The task:
Please answer these from the passage below on parents as role models:
(a) What age does the passage say Baker got right?
(b) How much extra money did the clerk give the father?
(c) For how many years does the passage say parents are most children's life?

Excerpted passage:

Some will read that quote and think it ironic. Others will think it sarcastic. Some will consider it pessimistic.

Yet what the quote missed is a child's main source for life information: parents. The quote is not wrong, just inadequate to convey the message.

While Baker had the age right ("by the age of six") he missed something extremely important, critically important about what a child learns in his first five years. In his first five years of life, a child learns what life is about.

You may think that age five or younger is too young to understand what life is about. Especially what the extremes, the best and worst of life, are about. While that is generally true, a young child gains his sense of the values that he will carry through his life from his parents. The life values of parents tend to be passed along to children, in so many varied ways that they can't be enumerated.

Let's say a young child is with her father in a store. The child doesn't pay attention to what the father buys or speaks about with the clerk. Back in the car, she overhears father saying to mother that the clerk gave him back five dollars too much and that he didn't return that money. That brief experience might leave a mark for a lifetime.

Children learn by example, as most of us know. Many parents don't know how important their role modelling is. A young child whose parents use drugs is highly likely to use drugs or alcohol when he grows up. Kids need to learn what life is about and we tend to not teach them until they are older, "old enough to understand." It doesn't work like that. They learn about life by taking markers from their parents, sample experiences they generalize into life lessons.

The little girl whose father kept the five dollars will generalize the experience to accept that it's all right to steal from someone, especially if the person doesn't know about it. A general belief that dishonesty is socially acceptable may not happen with a single incident. The child has no idea that the clerk will have to make up the money from her pay when she cashes out at the end of her shift. Nor might the child care. The kid is interested in what the parent does because the whole purpose of parenting is to teach actively and to be role models passively and the primary objective of a child is to learn about life from her parents.

For most children, their parents are their life for the first two years. How the parents act is how they come to believe that life is. At the time of life when their brains act like sponges to find examples to help them understand what life is about--their main purpose in life in their first few years--what their parents do is treated as a model for what they should do. They want to be adults, as all children do. They accept the values of their parents because they are desperate to learn what values adults have.

Raw data:
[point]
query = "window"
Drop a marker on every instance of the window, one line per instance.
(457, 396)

Solution to this problem:
(a) By the age of six.
(b) Five dollars.
(c) The first two years.